TASK INSTRUCTIONS >>
(a) From the text on a parent's relationship to sickness, extract the passage that opens with the words containing "A parent's relationship" and closes with "stage (I hope)".
(b) In the text on a parent's relationship to sickness, which day of the cough, clogged nose, and intermittent body ache has the writer reached while writing?

───── TEXT UNDER STUDY

A parent's relationship to sickness
If I was sick more than once a year, I don’t remember it. Excluding periods of childhood and the occasional hospitalization, for over a decade I’d never been sick more than once per year; the kind of sick where I’d think, “I should stay home and recover from this.” All that changed with Graham.
The inability to recover. When I’d get sick, even with a fever, one full day’s rest was all I needed to recover. When Graham came, I said goodbye to recovery days. Amie and Graham’s immediate needs became a priority, and sickness had to wait. Which led to the next change…
The endless sicknesses. One day, maybe two, was all I ever needed to recover. Now the best I hope for is to keep the suffering low. As I write this, I’m now into my eighth day of a combination cough, clogged nose, and intermittent body ache. And the last stage (I hope)
The creative sickness. Whatever I might have caught before was whatever my friends and colleagues were peddling. Usually the garden-variety cold; sometimes a fever. Now I keep a living petri dish in the room next door. Graham not only picks up illnesses from other children that I’ve never heard of, a year’s observation indicates that he may actually generate new strains without outside intervention.
Sickness was a foreign invader in my past life, and I assaulted it with overwhelming force the moment signs appeared. Now it’s the annoying limp I’ve learned to manage.

──────────
───── DATASET

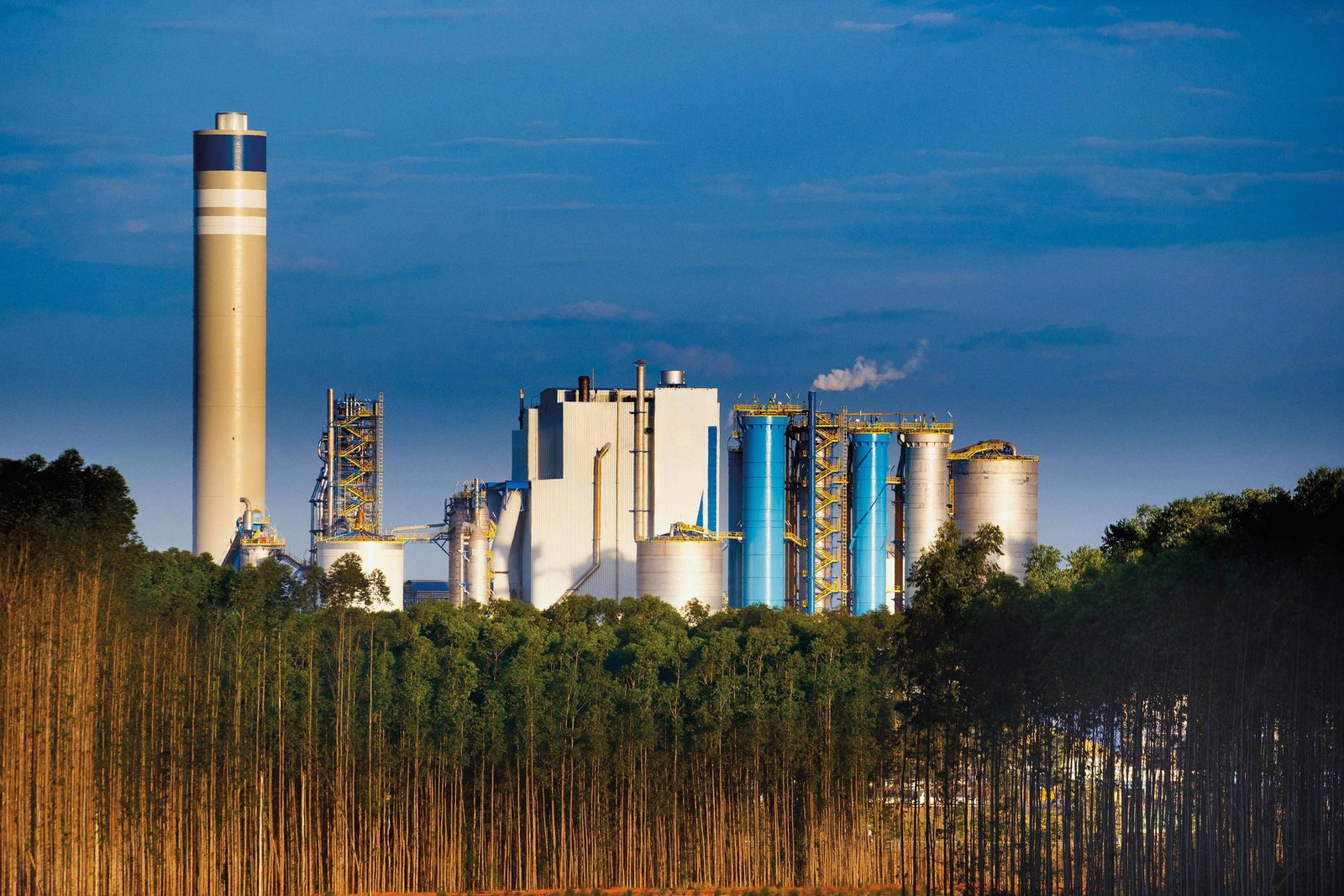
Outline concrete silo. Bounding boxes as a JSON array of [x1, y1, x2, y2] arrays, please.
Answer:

──────────
───── DATASET

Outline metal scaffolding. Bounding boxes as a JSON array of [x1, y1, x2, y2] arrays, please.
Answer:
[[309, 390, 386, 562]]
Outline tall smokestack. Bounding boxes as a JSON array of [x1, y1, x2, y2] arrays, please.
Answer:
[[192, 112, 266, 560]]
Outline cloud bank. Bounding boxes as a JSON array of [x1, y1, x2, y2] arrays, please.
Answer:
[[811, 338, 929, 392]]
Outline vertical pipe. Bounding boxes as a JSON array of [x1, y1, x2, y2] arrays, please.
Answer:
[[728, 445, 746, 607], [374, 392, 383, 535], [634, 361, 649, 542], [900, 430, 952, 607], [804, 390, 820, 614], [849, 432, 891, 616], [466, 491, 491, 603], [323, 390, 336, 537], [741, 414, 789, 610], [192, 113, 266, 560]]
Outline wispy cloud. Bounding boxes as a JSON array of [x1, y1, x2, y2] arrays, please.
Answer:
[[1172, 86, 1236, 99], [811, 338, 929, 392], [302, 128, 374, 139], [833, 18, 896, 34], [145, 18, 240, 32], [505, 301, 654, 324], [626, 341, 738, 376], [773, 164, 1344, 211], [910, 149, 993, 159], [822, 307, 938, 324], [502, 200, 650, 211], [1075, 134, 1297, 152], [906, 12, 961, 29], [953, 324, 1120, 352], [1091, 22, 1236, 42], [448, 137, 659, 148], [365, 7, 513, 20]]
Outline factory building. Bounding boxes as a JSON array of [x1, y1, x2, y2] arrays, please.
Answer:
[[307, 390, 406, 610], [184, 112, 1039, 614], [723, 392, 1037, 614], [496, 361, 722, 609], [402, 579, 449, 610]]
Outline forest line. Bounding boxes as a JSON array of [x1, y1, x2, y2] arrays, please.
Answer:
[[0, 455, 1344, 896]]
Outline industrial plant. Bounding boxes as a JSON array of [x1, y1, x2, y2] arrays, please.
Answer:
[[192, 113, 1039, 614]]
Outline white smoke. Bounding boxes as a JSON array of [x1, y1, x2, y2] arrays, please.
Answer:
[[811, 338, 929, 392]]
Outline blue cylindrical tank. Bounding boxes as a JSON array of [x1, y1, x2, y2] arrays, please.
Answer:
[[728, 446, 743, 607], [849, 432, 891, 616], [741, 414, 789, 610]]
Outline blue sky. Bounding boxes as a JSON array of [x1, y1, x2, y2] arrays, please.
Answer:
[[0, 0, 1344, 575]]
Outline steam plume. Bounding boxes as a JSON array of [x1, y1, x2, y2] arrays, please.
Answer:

──────────
───── DATASET

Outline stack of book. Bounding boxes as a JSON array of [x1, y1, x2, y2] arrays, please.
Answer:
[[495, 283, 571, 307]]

──────────

ANSWERS FOR THIS EXERCISE >>
(a)
A parent's relationship to sickness
If I was sick more than once a year, I don’t remember it. Excluding periods of childhood and the occasional hospitalization, for over a decade I’d never been sick more than once per year; the kind of sick where I’d think, “I should stay home and recover from this.” All that changed with Graham.
The inability to recover. When I’d get sick, even with a fever, one full day’s rest was all I needed to recover. When Graham came, I said goodbye to recovery days. Amie and Graham’s immediate needs became a priority, and sickness had to wait. Which led to the next change…
The endless sicknesses. One day, maybe two, was all I ever needed to recover. Now the best I hope for is to keep the suffering low. As I write this, I’m now into my eighth day of a combination cough, clogged nose, and intermittent body ache. And the last stage (I hope)

(b) The eighth day.